Indica quante righe delle voci seguenti contengono la parola "white". Scrivi soltanto il numero.

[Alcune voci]

━━━━

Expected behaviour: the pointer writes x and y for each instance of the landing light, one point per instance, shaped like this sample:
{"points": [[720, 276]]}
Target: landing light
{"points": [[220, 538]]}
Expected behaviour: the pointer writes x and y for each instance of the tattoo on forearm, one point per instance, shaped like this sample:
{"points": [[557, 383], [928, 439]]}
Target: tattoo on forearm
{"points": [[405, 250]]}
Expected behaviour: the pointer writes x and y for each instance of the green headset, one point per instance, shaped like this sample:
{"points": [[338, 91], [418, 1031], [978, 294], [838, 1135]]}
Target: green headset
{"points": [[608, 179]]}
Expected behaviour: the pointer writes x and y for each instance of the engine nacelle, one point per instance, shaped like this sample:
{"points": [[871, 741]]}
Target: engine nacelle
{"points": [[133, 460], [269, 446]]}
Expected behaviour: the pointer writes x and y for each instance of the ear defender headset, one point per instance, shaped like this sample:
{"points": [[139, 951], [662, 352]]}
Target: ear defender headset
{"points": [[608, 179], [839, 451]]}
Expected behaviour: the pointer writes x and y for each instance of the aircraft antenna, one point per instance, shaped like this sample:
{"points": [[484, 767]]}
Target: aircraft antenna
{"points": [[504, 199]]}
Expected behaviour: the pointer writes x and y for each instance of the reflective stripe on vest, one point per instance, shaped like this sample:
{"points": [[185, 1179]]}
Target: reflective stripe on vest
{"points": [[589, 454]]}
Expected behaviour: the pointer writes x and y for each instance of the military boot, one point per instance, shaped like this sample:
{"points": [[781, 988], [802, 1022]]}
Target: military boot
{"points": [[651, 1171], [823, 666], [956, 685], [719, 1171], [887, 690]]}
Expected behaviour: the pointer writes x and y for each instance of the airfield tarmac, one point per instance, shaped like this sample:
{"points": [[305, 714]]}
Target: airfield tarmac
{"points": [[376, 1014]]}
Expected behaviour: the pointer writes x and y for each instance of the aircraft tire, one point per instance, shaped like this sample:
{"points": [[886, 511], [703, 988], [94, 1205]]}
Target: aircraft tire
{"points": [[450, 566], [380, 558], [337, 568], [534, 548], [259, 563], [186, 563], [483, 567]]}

━━━━

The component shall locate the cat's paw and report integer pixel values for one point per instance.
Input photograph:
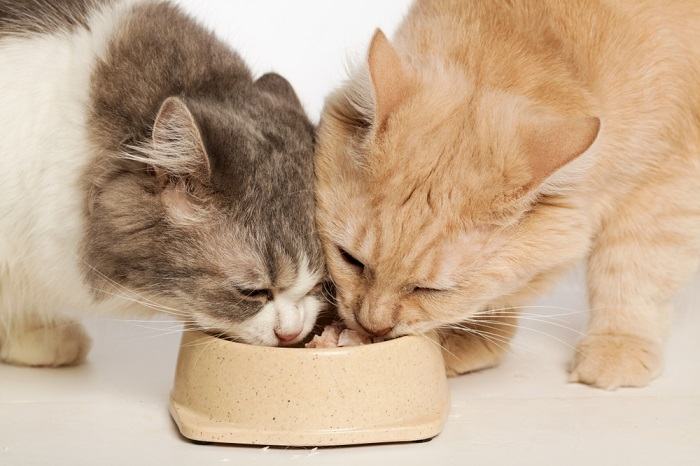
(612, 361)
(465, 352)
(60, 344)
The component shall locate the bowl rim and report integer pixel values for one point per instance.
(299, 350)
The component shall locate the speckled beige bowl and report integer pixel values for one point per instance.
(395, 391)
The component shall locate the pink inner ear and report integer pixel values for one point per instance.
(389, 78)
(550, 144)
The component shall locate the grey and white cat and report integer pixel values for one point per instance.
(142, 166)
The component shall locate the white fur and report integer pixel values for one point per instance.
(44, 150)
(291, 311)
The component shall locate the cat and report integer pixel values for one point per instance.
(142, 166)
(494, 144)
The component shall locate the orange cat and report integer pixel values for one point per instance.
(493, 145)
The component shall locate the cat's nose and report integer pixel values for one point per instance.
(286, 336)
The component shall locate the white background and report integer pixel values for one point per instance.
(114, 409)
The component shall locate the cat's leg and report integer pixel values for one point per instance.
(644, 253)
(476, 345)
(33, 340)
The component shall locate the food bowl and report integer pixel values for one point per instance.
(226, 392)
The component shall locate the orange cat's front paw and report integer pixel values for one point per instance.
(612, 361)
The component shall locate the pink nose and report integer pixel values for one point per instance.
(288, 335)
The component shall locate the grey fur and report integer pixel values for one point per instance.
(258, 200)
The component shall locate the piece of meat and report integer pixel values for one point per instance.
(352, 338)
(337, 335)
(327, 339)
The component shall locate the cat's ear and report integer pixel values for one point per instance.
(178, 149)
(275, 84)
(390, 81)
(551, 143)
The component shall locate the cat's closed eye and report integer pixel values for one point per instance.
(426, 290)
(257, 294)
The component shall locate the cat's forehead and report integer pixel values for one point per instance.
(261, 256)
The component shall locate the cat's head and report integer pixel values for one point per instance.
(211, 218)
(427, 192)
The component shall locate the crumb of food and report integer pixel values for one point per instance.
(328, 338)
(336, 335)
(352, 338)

━━━━

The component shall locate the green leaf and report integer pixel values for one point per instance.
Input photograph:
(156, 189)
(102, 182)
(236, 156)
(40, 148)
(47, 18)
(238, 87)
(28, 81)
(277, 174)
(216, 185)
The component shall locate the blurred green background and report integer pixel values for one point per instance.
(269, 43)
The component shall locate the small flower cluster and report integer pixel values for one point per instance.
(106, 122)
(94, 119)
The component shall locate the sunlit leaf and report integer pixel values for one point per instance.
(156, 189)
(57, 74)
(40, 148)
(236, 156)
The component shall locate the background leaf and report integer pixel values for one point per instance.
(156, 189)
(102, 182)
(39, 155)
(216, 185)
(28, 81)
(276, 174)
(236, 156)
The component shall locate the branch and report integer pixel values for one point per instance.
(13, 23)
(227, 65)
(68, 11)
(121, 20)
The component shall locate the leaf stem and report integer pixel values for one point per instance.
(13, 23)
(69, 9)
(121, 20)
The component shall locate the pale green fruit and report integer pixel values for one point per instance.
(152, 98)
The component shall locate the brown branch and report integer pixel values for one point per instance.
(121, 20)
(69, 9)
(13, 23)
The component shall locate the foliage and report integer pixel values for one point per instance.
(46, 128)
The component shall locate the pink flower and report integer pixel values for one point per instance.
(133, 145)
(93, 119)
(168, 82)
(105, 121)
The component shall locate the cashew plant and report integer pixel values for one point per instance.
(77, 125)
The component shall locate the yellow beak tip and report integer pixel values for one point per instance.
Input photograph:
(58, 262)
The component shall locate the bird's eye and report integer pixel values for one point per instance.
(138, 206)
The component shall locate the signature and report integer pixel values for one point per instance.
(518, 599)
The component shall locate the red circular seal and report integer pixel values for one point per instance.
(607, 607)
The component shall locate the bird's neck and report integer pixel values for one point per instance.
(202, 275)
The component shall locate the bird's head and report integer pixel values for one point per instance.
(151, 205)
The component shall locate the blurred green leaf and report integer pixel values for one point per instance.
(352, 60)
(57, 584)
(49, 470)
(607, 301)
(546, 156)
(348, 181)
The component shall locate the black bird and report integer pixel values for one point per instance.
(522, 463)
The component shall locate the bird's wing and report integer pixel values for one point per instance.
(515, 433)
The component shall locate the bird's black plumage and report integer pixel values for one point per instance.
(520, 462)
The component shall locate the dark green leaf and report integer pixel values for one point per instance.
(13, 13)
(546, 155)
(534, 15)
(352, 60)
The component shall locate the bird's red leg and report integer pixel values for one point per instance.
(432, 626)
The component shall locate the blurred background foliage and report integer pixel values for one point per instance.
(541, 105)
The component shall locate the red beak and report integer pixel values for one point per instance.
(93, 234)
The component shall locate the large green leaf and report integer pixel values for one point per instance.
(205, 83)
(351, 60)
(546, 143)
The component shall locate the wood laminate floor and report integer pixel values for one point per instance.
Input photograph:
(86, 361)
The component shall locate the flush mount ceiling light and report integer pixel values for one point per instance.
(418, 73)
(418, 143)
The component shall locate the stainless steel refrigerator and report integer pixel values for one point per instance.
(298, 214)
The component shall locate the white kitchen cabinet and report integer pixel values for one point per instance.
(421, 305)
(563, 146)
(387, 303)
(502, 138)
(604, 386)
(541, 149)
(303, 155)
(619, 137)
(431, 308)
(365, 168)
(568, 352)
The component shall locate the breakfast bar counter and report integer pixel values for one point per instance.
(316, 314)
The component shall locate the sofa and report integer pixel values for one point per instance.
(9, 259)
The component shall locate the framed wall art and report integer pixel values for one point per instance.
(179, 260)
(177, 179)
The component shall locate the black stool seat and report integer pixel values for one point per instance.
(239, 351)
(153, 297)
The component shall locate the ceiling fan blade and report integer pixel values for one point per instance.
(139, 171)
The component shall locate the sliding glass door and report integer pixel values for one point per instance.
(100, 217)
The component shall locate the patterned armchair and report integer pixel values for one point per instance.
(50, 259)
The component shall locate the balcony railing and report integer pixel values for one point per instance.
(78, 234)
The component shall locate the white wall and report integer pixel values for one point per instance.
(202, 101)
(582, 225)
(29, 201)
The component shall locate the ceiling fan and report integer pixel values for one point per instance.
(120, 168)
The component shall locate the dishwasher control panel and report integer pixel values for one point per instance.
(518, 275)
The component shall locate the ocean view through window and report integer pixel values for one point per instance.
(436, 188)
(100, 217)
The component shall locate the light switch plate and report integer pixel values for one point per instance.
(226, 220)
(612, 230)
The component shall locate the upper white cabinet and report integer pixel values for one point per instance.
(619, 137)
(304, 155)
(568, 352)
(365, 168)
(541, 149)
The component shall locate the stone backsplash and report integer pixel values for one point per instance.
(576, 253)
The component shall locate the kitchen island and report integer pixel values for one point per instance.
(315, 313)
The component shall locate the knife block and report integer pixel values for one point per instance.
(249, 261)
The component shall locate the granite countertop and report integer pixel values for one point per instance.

━━━━

> _Soluzione_:
6